**Given exercise**
Convert the records below into a two-column CSV with the header text,answer and one row per record. Wrap each field in double quotes and replace any line breaks inside a field with spaces.

**Task material**
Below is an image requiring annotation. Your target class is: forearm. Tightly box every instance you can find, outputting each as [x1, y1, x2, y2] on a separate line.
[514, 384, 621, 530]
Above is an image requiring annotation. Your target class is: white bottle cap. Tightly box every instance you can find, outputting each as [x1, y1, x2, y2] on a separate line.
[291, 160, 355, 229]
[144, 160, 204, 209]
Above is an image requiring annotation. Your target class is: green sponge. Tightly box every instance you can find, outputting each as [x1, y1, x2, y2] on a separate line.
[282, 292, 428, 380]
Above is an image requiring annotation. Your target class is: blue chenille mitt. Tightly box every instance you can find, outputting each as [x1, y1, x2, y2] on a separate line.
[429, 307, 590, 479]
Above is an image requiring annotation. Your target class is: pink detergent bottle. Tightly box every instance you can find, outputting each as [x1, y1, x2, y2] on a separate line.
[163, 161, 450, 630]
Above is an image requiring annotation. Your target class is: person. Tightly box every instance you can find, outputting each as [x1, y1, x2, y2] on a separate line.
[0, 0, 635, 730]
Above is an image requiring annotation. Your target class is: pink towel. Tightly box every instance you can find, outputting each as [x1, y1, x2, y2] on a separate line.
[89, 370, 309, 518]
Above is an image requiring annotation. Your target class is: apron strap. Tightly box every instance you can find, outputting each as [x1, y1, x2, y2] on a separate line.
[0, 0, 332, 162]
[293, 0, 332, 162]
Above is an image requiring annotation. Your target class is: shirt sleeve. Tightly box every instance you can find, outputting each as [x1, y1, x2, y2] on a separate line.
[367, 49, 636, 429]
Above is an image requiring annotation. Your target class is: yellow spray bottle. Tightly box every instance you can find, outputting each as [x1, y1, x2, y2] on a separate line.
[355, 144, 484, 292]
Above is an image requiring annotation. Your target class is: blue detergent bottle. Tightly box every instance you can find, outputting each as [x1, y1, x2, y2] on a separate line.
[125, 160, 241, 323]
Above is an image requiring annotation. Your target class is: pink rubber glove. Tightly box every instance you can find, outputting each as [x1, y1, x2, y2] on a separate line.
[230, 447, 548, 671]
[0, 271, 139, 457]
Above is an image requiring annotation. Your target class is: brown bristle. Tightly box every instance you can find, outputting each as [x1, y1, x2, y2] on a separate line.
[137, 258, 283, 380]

**Written reply**
text,answer
"Below is an image requiring annotation. Your target class is: forearm. Tightly box every instance you can find, outputting each as [x1, y1, x2, y2] on a separate line.","[514, 384, 621, 530]"
"Above is an image requiring annotation. Your target class is: white bottle cap. Tightly box every instance you can find, outputting each as [x1, y1, x2, y2] on a separate line.","[291, 160, 355, 229] [144, 160, 204, 209]"
"Above is an image requiring annotation. Your target class is: green sponge. Tightly box every instance you can find, outputting each as [x1, y1, x2, y2] on a separate line.","[282, 292, 428, 380]"
"Above is an image requiring annotation. Your target class is: blue chenille mitt. Tightly box every instance you can find, outputting each as [x1, y1, x2, y2] on a separate line.","[429, 307, 590, 479]"
"Above is an image requiring annotation. Your target class is: pink detergent bottle. Tightly box every instance you can find, outputting each as [x1, y1, x2, y2] on a separate line.","[163, 161, 450, 630]"
"Above is an image requiring annotation. Your target class is: person. Tightly box every instance you can find, outputting each as [x1, y1, x2, y2] on a separate line.","[0, 0, 635, 730]"
"Above is an image requiring annotation. Your target class is: pink towel. Tightly box every instance you can find, outputting each as [x1, y1, x2, y2] on a separate line.","[89, 370, 309, 518]"
"Above is an image requiring annotation. Your target class is: apron strap. Tightly box every instance you can find, outputting each as [x1, y1, x2, y2] on a separate line.","[0, 0, 332, 162] [293, 0, 332, 162]"
"Above is an image requiring annotation. Your target class is: shirt sleeve. Tightly box every instance you can find, outputting each as [x1, y1, x2, y2] on a separate line.","[367, 49, 636, 429]"
"Above is an image requiring annotation. Your target class is: yellow spray bottle. Tightly box every instance you can find, outputting each as [x1, y1, x2, y2] on a separate line.","[355, 144, 484, 292]"
"Above is an image requiring annotation. Your target class is: blue detergent bottle. Tightly box every instance you can find, outputting each as [x1, y1, x2, y2] on a separate line.","[125, 160, 241, 323]"
"Above is an image requiring annotation. Your target class is: pink rubber glove. Tightly box every instance you can find, outputting each as [x1, y1, x2, y2] on a separate line.","[230, 447, 548, 671] [0, 271, 139, 457]"
"Above is an image requiring annotation. Your target class is: brown bristle. Tightly box every instance you can find, outputting each as [x1, y1, x2, y2] on a separate line.","[137, 258, 283, 380]"